- _Problem statement_: How many lines in the listing below hold the word "bicycle"? Answer with the number only.

- _Data supplied_:
________________
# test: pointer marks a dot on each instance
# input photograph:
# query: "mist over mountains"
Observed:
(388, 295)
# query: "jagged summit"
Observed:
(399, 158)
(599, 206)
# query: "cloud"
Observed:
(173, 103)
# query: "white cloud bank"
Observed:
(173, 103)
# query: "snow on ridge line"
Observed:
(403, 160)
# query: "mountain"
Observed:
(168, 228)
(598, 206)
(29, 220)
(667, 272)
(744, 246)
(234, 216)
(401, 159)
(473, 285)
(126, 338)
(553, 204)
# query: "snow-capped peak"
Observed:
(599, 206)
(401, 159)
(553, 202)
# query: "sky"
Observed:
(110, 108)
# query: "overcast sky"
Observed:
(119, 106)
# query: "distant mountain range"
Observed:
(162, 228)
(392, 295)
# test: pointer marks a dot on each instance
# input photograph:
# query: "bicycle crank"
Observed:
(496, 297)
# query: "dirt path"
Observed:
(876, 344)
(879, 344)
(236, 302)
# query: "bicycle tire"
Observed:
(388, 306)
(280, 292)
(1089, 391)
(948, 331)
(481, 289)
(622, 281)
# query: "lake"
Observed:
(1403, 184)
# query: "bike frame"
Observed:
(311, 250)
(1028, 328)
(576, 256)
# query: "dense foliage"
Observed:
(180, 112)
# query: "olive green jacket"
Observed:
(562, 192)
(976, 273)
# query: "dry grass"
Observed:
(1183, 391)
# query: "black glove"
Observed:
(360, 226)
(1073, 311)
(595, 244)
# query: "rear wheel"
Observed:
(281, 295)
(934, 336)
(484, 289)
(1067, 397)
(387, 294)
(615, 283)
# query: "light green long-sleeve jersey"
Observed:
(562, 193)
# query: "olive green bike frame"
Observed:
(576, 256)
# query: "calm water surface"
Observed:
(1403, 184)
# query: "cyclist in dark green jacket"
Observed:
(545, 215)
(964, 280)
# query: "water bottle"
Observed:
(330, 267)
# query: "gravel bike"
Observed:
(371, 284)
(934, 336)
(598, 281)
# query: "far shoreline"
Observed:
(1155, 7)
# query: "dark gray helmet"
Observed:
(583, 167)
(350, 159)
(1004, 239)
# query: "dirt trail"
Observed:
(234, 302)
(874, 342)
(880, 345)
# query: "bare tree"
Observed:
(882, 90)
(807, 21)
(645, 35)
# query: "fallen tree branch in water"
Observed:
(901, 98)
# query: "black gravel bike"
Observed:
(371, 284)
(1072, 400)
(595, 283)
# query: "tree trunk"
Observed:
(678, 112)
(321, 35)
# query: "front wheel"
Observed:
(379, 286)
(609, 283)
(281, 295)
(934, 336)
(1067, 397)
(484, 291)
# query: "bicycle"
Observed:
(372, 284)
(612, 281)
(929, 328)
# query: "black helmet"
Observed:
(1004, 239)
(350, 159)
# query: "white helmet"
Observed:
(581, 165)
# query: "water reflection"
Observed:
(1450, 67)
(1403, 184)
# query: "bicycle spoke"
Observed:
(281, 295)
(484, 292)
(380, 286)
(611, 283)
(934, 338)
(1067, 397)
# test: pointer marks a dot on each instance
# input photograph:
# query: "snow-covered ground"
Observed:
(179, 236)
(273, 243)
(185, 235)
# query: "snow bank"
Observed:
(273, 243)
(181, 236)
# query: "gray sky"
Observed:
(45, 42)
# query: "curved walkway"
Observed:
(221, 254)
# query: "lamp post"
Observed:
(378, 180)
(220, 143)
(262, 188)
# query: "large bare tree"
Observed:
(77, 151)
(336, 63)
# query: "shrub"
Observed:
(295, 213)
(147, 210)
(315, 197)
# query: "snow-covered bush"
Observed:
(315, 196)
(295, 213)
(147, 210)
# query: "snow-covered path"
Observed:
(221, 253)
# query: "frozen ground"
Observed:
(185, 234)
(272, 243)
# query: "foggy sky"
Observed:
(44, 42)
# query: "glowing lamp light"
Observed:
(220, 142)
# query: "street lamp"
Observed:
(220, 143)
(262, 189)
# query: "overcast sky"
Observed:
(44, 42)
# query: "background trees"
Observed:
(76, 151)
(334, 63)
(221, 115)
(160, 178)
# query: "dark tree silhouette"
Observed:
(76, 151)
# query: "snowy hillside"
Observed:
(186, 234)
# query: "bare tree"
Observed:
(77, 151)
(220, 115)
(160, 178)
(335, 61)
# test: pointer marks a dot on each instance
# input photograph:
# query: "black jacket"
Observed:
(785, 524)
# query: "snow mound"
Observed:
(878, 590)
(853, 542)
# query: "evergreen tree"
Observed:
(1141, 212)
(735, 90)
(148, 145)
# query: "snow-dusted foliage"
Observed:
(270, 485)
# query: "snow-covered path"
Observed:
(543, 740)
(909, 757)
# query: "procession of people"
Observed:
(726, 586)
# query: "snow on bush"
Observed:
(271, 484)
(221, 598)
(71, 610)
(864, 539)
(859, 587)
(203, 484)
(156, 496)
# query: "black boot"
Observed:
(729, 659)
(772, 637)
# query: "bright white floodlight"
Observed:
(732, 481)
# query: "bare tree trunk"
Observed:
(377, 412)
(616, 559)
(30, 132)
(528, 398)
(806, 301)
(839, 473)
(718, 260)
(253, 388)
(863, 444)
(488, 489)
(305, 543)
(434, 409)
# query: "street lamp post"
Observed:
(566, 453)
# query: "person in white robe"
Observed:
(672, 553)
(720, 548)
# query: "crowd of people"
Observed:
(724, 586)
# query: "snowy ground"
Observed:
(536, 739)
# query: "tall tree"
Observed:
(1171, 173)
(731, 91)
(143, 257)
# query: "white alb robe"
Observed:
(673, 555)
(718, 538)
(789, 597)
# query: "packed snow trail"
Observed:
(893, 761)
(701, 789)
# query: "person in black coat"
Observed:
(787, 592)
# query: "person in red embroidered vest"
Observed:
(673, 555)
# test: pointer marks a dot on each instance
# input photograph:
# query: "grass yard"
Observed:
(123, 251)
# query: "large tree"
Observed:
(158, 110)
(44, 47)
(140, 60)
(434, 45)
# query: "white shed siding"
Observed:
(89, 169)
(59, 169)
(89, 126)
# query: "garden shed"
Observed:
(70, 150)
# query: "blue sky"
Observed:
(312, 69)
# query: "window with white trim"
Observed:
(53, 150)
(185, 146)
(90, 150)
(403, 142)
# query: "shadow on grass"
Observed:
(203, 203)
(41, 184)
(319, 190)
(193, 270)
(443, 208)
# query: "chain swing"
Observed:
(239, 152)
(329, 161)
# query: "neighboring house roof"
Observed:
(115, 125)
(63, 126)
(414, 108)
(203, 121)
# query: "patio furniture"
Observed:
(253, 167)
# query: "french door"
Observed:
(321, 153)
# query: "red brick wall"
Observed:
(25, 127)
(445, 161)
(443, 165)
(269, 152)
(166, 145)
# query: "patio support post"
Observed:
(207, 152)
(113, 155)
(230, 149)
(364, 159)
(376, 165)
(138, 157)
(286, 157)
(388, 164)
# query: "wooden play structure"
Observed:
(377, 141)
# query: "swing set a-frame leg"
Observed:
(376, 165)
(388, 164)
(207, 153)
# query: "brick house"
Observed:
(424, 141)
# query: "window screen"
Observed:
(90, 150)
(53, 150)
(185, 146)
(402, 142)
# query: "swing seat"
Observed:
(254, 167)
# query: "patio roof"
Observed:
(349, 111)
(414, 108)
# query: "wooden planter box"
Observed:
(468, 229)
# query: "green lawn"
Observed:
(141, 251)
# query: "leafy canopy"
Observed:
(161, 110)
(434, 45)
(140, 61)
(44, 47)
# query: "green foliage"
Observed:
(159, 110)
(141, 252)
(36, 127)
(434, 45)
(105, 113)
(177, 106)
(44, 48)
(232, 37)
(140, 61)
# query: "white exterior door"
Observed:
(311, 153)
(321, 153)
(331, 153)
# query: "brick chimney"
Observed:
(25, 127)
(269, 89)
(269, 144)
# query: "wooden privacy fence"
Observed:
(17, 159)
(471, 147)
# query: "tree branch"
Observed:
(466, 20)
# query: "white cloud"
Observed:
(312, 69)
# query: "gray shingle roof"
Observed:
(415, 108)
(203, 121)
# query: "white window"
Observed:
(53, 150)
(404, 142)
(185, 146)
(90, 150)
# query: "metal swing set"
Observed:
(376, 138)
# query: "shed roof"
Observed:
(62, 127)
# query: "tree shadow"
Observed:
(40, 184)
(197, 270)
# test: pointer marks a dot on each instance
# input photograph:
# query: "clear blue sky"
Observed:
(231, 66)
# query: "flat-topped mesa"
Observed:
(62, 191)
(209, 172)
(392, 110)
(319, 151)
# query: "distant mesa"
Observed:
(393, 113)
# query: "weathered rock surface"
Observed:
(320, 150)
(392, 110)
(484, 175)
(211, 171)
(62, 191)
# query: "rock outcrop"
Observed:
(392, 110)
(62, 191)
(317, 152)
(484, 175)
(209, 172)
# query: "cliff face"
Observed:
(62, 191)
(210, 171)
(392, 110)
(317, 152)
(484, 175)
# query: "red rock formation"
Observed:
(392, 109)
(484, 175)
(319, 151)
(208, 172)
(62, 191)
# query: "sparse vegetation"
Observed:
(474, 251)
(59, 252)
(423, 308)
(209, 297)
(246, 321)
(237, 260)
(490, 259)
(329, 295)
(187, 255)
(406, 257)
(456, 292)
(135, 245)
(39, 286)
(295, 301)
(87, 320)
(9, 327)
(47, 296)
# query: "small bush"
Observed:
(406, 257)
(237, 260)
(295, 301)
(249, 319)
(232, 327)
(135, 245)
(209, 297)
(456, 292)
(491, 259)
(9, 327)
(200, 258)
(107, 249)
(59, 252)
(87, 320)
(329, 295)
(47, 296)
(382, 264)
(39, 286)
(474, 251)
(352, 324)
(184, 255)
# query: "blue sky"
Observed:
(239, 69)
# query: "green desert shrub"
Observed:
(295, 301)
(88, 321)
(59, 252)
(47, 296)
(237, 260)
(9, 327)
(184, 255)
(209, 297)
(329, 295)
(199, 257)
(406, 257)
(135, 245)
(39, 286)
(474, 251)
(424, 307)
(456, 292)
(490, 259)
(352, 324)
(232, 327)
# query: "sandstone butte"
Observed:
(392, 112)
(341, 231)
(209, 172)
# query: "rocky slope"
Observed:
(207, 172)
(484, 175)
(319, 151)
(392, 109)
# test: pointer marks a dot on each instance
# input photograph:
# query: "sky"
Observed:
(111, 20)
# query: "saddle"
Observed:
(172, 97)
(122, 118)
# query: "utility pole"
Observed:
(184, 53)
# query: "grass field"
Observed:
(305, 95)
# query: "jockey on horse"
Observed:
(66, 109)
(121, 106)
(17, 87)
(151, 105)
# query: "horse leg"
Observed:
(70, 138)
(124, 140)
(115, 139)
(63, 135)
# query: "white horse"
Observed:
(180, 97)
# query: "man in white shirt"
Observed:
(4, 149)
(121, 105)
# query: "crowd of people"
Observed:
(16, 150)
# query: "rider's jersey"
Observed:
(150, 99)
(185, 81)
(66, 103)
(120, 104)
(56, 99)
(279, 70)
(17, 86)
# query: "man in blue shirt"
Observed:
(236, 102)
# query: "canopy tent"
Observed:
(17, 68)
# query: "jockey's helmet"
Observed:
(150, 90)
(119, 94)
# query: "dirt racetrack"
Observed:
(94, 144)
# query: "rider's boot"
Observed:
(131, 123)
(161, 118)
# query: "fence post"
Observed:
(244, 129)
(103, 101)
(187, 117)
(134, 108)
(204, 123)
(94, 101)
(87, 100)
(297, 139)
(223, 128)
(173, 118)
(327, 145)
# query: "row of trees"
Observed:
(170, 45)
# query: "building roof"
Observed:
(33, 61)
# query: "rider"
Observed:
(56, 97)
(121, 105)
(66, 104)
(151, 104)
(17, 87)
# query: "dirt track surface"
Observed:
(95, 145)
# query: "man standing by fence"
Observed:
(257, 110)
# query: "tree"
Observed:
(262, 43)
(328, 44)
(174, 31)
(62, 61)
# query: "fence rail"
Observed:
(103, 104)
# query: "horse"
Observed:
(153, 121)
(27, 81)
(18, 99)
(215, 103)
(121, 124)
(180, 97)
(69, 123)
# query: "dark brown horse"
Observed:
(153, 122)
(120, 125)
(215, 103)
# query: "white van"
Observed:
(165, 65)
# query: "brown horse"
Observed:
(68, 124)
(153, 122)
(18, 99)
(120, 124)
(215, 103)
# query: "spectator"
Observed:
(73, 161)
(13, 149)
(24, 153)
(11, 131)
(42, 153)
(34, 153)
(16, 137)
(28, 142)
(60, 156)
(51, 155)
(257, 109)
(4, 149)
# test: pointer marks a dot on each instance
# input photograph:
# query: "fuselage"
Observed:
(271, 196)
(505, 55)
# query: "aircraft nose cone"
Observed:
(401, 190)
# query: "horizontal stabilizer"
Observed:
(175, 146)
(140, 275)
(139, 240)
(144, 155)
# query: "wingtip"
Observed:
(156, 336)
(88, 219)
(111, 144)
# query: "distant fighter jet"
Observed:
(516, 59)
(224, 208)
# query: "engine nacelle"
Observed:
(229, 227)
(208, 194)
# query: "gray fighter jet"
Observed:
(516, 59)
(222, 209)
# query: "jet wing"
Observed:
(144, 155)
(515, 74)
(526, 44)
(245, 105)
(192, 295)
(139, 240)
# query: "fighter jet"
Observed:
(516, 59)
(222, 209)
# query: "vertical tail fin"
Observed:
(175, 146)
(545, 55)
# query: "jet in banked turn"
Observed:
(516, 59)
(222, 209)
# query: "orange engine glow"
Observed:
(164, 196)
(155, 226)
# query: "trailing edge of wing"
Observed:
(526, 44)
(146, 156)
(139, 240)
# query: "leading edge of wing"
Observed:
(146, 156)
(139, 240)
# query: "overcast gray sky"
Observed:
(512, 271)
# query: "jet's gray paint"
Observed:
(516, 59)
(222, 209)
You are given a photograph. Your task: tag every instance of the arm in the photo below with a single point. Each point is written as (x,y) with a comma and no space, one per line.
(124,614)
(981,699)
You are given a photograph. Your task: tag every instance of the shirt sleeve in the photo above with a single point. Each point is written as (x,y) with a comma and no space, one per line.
________________
- _Result_: 4